(Dataset rows on where objects appear)
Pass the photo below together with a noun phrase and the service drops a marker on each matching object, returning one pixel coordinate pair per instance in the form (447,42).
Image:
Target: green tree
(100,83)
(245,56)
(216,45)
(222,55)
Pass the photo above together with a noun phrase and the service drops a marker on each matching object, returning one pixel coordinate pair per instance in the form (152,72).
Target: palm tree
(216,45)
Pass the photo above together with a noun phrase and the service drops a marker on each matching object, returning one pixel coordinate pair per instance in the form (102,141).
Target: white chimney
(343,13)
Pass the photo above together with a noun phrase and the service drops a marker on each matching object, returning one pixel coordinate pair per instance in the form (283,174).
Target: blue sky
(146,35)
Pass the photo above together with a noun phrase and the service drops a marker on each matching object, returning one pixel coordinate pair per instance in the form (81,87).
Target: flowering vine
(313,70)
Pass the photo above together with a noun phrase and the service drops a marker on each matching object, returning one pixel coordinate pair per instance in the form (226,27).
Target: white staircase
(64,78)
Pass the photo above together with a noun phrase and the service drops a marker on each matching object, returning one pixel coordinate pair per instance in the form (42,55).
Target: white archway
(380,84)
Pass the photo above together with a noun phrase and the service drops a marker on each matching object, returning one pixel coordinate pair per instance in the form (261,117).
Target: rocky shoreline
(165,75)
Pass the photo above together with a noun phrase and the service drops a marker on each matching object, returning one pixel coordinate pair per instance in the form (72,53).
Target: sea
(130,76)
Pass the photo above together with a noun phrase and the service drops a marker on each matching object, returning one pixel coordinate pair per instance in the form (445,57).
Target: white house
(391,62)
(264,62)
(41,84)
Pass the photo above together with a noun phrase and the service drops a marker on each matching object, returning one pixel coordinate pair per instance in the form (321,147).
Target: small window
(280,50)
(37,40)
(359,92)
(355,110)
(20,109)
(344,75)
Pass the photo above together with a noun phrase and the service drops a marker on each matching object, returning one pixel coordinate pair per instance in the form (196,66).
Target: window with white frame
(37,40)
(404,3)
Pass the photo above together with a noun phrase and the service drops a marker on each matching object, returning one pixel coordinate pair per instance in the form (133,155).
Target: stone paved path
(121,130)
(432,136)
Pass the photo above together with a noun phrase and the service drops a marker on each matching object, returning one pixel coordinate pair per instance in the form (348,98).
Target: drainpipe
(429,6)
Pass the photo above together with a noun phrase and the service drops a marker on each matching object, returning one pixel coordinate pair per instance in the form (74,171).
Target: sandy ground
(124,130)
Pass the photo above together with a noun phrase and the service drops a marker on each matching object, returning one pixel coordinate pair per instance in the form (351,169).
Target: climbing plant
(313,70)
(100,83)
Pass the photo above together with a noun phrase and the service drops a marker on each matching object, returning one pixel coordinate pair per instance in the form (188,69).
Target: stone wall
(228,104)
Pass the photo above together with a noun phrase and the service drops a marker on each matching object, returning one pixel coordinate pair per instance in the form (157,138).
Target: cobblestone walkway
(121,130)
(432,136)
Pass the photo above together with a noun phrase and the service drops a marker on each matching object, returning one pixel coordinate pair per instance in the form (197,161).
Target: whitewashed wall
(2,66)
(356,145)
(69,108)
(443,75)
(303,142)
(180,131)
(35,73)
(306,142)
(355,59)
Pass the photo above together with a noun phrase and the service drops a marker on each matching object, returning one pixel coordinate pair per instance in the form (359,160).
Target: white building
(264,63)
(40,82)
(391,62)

• [TASK GOAL] Begin with the line containing "the form (74,171)." and repeat each line exactly until the records above end.

• [THE OUTPUT]
Pass the photo above together with a noun phrase and the service drops a marker on each matching object, returning one pixel coordinate pair per instance in the form (74,171).
Target: sandy ground
(124,130)
Pass the photo above together with a noun phrase and the service drops a marker on each matching object, returning one pixel coordinate pair per instance in the form (351,169).
Target: climbing plant
(313,70)
(100,83)
Pass the photo above together with a noun phrase and the service drops a marker on each matching object, returning one pixel coordinate pair per instance in the form (188,69).
Target: stone wall
(228,104)
Pass the photo above together with a noun phrase and the service drops a marker on each matching object, returning one pixel coordinate pair per instance in the form (157,138).
Target: cobblestone walkway
(121,130)
(432,136)
Pass the photo above together with a noun phrase and the service drops a marker on each matching object, returning one pixel coordinate pair per instance in the form (197,161).
Target: whitewashed wall
(2,66)
(356,145)
(69,108)
(443,75)
(303,142)
(180,131)
(35,73)
(306,142)
(355,59)
Pass the photo above together with a noun phrase and the service drops a marker on each matching object, returning one pixel coordinate pair per instance in the form (359,160).
Target: white building
(264,63)
(40,82)
(391,62)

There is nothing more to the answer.